#### Excerto selecionado:
II - Como tem sido insistentemente repetido, os vícios da decisão previstos no n.º 2 do artigo 410.º do CPP constituem vícios lógicos do discurso decisório em matéria de facto que se revelam no texto da decisão e se evidenciam a partir do próprio texto, por si só ou em conjugação com as regras da experiência, os quais, na impossibilidade de serem resolvidos pelo tribunal de recurso, podem conduzir ao reenvio do processo para novo julgamento, nos termos do dispostos no artigo 426.º do CPP; diferentemente, a violação das regras de fundamentação poderá gerar nulidade do acórdão, nomeadamente por falta de fundamentação ou por omissão de pronúncia (artigos 374.º, n.º 2, 379.º, n.º 1, al. a) e c), e 425.º, n.º 4, do CPP).
III - Repetindo o recorrente a argumentação que apresentou perante o tribunal da Relação, reproduzindo ipsis verbis o recurso da decisão de 1.ª instância, sem qualquer elemento novo, entende-se, todavia, não ser de rejeitar o recurso por falta de motivação, considerando-se a motivação apresentada como sendo agora dirigida ao acórdão da Relação que confirmou a condenação no acórdão da 1.ª instância.

#### Extratos de dados rotulados com caixas:

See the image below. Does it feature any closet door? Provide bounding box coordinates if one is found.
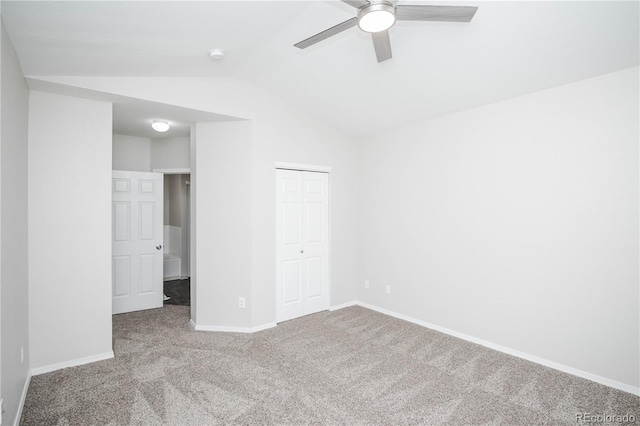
[276,169,330,322]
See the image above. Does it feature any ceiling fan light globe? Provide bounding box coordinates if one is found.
[358,3,396,33]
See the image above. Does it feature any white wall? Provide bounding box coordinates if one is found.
[113,134,151,172]
[28,91,112,372]
[0,20,29,424]
[358,68,640,389]
[150,137,191,169]
[33,77,358,327]
[113,134,191,172]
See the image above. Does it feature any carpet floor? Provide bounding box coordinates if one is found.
[20,306,640,425]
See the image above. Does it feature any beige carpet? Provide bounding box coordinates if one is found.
[21,306,640,425]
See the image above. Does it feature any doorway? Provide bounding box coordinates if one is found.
[276,168,330,322]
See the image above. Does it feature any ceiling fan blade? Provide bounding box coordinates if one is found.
[396,5,478,22]
[294,18,358,49]
[371,30,391,63]
[342,0,369,9]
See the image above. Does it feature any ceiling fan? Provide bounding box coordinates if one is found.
[294,0,478,62]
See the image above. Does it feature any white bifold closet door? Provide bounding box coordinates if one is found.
[276,169,330,322]
[111,170,164,314]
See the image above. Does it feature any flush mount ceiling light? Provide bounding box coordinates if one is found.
[151,120,171,133]
[209,49,224,61]
[358,3,396,33]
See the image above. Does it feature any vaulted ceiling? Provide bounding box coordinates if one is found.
[1,0,640,136]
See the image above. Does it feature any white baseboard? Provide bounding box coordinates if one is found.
[329,300,358,311]
[13,372,31,426]
[355,302,640,395]
[31,351,114,376]
[189,320,278,333]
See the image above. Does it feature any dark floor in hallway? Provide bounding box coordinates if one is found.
[164,278,191,306]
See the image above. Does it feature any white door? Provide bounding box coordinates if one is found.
[276,169,330,322]
[111,171,164,314]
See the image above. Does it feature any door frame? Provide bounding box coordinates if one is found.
[273,161,332,323]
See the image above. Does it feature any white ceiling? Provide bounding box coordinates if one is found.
[2,0,640,136]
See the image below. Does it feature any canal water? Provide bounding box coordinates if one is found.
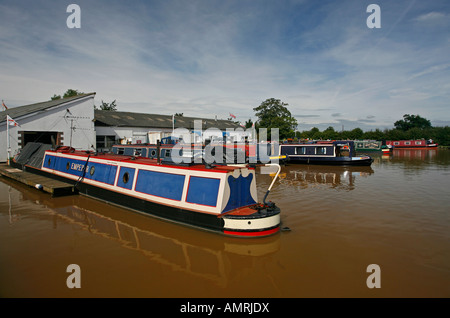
[0,149,450,298]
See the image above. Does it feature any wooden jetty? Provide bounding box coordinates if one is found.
[0,164,78,197]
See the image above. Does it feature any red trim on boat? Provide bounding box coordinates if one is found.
[223,226,280,237]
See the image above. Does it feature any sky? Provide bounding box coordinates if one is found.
[0,0,450,131]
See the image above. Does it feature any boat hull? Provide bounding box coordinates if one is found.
[289,156,373,166]
[72,175,281,237]
[18,145,281,237]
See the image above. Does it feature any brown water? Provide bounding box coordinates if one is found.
[0,150,450,298]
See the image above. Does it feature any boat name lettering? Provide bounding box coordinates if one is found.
[70,162,87,171]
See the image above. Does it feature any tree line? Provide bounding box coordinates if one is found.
[250,98,450,146]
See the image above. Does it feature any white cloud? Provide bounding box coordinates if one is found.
[0,0,450,128]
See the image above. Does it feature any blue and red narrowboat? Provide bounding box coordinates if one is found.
[13,146,281,237]
[386,139,438,149]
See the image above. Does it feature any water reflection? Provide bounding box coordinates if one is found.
[0,179,280,287]
[280,165,374,190]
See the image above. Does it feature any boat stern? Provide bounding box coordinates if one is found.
[220,202,281,237]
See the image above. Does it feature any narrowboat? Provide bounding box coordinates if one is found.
[14,143,281,237]
[355,140,393,154]
[111,143,287,164]
[355,140,383,151]
[386,139,438,149]
[280,140,373,166]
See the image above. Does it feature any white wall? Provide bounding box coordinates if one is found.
[0,95,96,162]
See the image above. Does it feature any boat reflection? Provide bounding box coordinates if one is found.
[1,180,280,287]
[280,165,374,190]
[393,148,438,161]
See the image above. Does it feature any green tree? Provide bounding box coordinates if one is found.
[245,118,253,129]
[322,126,339,140]
[94,100,117,111]
[63,88,84,98]
[51,88,84,100]
[253,98,297,139]
[394,114,431,131]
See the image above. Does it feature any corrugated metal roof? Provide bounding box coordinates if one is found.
[95,110,240,130]
[0,93,95,124]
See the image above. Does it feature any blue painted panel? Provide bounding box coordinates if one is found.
[44,156,117,185]
[135,170,185,201]
[124,147,134,156]
[223,174,256,212]
[186,177,220,206]
[117,167,135,190]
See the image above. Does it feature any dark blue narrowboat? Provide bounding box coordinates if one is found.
[280,140,373,166]
[16,146,281,237]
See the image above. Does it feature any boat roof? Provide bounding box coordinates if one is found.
[46,147,254,173]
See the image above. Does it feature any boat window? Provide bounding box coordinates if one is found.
[316,147,327,155]
[295,147,306,155]
[122,172,130,183]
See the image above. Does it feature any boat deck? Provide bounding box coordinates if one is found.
[0,164,77,196]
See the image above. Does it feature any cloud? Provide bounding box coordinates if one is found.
[0,0,450,129]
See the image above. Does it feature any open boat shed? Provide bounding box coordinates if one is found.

#### Enunciado:
Transcreva do excerto selecionado o trecho que vai de "II - Como tem" até "4, do CPP).", inclusive.

#### Resposta:
II - Como tem sido insistentemente repetido, os vícios da decisão previstos no n.º 2 do artigo 410.º do CPP constituem vícios lógicos do discurso decisório em matéria de facto que se revelam no texto da decisão e se evidenciam a partir do próprio texto, por si só ou em conjugação com as regras da experiência, os quais, na impossibilidade de serem resolvidos pelo tribunal de recurso, podem conduzir ao reenvio do processo para novo julgamento, nos termos do dispostos no artigo 426.º do CPP; diferentemente, a violação das regras de fundamentação poderá gerar nulidade do acórdão, nomeadamente por falta de fundamentação ou por omissão de pronúncia (artigos 374.º, n.º 2, 379.º, n.º 1, al. a) e c), e 425.º, n.º 4, do CPP).